- Directive
Copy out the records below word for word, starting with the line that contains "Drop a point on each instance of the man" and ending after the line that contains "(1099, 340)".

- Provided material
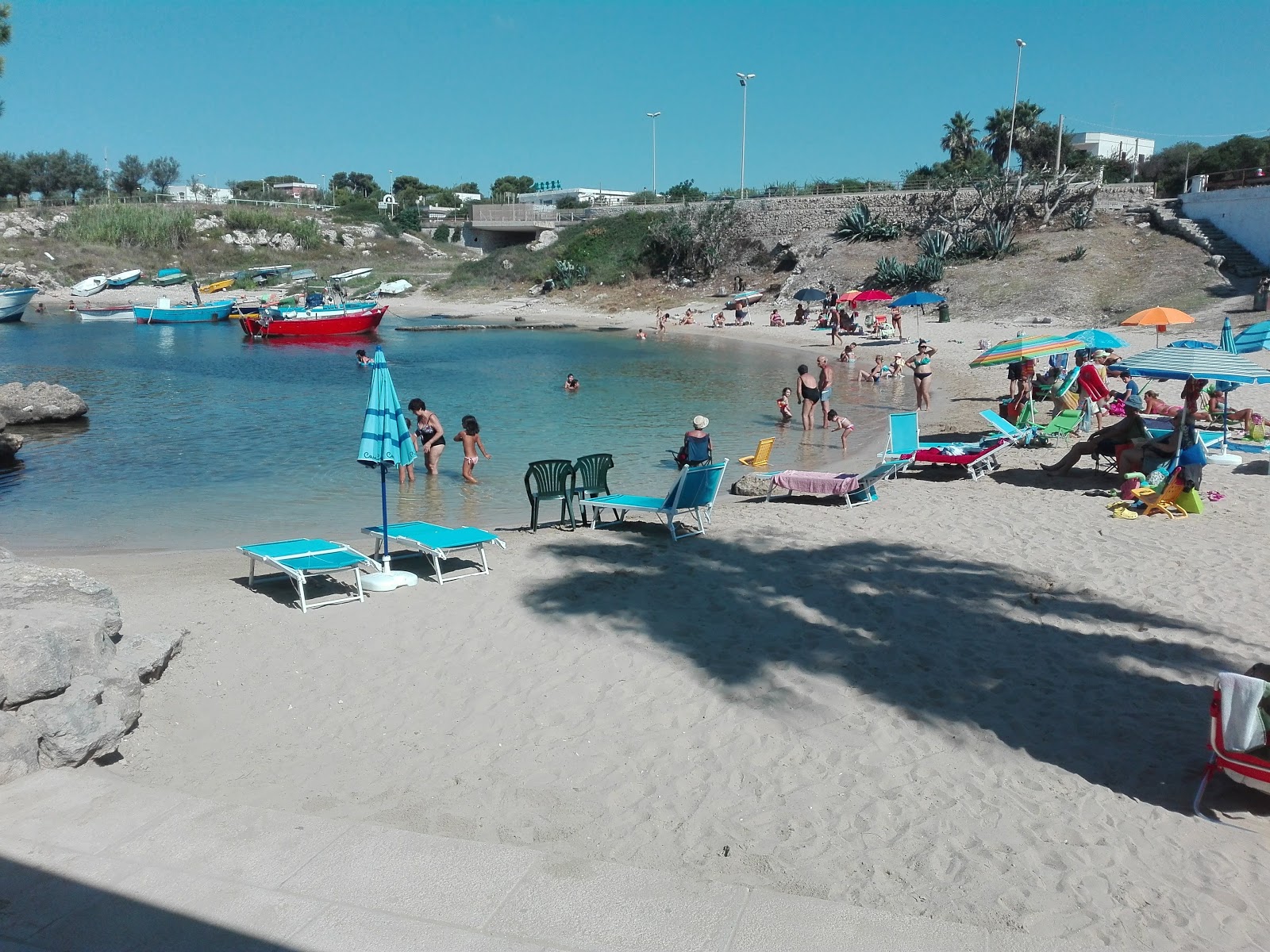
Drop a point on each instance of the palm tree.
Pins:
(959, 137)
(996, 130)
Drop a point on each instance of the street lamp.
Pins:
(1014, 107)
(745, 93)
(653, 117)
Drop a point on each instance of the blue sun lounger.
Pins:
(437, 543)
(300, 559)
(694, 493)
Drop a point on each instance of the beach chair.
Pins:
(548, 480)
(591, 475)
(1236, 729)
(300, 559)
(905, 437)
(1166, 499)
(761, 455)
(694, 494)
(437, 543)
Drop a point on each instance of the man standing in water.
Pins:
(826, 381)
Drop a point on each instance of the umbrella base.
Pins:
(387, 582)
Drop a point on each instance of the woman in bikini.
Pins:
(921, 366)
(429, 436)
(808, 389)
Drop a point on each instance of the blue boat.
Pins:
(13, 302)
(183, 314)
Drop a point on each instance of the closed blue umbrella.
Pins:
(385, 436)
(916, 298)
(1255, 336)
(1099, 340)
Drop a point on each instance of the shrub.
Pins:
(859, 225)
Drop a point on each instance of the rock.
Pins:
(751, 486)
(82, 723)
(40, 403)
(19, 748)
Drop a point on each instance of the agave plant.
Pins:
(859, 225)
(891, 272)
(1083, 217)
(999, 239)
(937, 244)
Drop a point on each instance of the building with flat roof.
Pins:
(1114, 145)
(596, 196)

- Correct response
Drop a point on each instance of the man standing in water.
Pins:
(826, 381)
Drop a point on each instance of the umbrella base.
Pins:
(387, 582)
Drop a point on each instance of the woman in bikini.
Pins:
(921, 366)
(429, 436)
(808, 389)
Drop a point on each instance of the blue boat.
Pins:
(13, 302)
(183, 314)
Drop a point on each instance of the closed blue umbrella.
Pins:
(385, 436)
(916, 298)
(1255, 336)
(1099, 340)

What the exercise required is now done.